= INSTRUCTIONS FOR THE TASK =
When you retype the data, keep every line exactly as it appears.

━━━━

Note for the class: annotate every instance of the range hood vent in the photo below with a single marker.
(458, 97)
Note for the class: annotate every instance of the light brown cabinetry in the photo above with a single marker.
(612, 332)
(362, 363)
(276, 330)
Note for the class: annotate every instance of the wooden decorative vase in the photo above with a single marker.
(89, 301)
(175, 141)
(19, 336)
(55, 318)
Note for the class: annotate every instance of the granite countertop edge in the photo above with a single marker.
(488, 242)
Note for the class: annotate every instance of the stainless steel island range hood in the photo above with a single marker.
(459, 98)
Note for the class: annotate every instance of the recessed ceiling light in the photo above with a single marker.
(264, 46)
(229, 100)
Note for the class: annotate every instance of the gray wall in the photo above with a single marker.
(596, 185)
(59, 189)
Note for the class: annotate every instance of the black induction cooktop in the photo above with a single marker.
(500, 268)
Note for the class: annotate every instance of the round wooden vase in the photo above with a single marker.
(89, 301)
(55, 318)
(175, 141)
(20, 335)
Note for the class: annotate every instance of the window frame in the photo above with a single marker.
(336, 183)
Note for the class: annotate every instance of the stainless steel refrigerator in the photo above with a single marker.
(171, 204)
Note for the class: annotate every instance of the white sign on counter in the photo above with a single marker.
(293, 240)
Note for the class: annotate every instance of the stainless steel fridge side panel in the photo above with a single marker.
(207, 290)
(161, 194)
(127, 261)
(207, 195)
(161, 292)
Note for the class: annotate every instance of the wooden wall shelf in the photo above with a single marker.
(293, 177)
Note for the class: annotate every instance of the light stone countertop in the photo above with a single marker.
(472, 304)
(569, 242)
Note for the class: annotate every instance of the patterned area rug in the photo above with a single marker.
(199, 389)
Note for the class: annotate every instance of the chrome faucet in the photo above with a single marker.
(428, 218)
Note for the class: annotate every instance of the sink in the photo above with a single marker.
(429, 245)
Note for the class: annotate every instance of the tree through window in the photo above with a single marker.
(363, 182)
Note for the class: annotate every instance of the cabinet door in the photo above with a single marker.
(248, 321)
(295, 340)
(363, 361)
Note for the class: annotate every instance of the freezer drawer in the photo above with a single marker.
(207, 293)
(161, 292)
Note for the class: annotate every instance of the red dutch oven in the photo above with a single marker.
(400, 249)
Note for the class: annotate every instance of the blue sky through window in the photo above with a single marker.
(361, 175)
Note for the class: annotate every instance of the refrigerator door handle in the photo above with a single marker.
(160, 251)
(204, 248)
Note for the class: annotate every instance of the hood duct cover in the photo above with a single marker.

━━━━

= REPLY TO THE EXERCISE =
Note for the class: annotate every instance of the range hood vent in the photo below with a single marker.
(458, 97)
Note for the class: annotate every instance of the light brown cabinetry in the photo above with a single marker.
(612, 332)
(362, 363)
(276, 330)
Note for the class: annotate every instance of the wooden decorative vase in the photo above with a single marker.
(89, 301)
(175, 141)
(19, 336)
(55, 318)
Note for the class: annotate every instance of the granite countertop edge in the photo above with a single marker.
(488, 242)
Note for the class: annotate every instance of the stainless steel island range hood in the photo above with a single marker.
(459, 98)
Note for the class: annotate every instance of the recessed ceiling light in the photo above with a single marker.
(264, 46)
(229, 100)
Note for the class: annotate every instance of the gray wall in the photo above with a single marker.
(596, 185)
(59, 189)
Note for the class: annotate every instance of the black induction cooktop in the photo above with a single marker.
(500, 268)
Note for the class: annotate every instance of the round wooden vase in the photo above with a single marker.
(89, 301)
(55, 318)
(175, 141)
(20, 335)
Note for the class: annotate every instance of the window frame in the photo above with a single marker.
(336, 183)
Note for the class: annotate every instance of the stainless steel refrigerator in the photo above with a single marker.
(171, 204)
Note for the class: annotate every instance of the white sign on counter in the photo above with a single marker.
(293, 240)
Note for the class: annotate every instance of the stainless steel fridge side panel in the photo above with a single marker.
(207, 290)
(161, 194)
(127, 261)
(207, 195)
(161, 292)
Note for the class: annotate every instance of the wooden wall shelf in the photo above with a single marker.
(293, 177)
Note for the class: annotate every instance of the light stone countertop in the photo above with a single marker.
(472, 304)
(569, 242)
Note for the class: annotate every instance of the patterned area rug in the photo above with a single marker.
(199, 389)
Note for the class: annotate every instance of the chrome faucet in the photo above with a single marker.
(428, 218)
Note for the class: annotate every instance of the sink in the photo above with a single marker.
(429, 245)
Note for the class: annotate every instance of the tree through window in the photo above with a single marker.
(363, 182)
Note for the class: annotate every instance of the cabinet door in the photo above with a single marker.
(248, 321)
(295, 340)
(363, 361)
Note for the class: annotate every instance of the freezer drawer in the photo above with a single marker.
(207, 293)
(161, 292)
Note for the class: annotate every instance of the red dutch oven in the photo above with a single marker.
(400, 249)
Note for the class: annotate every instance of the blue sky through window in the photo above with a single marker.
(361, 175)
Note for the class: annotate every instance of the refrigerator door handle in the photo above with a single marker.
(160, 251)
(204, 248)
Note for the class: annotate every instance of the hood duct cover in the photo above with a single marker.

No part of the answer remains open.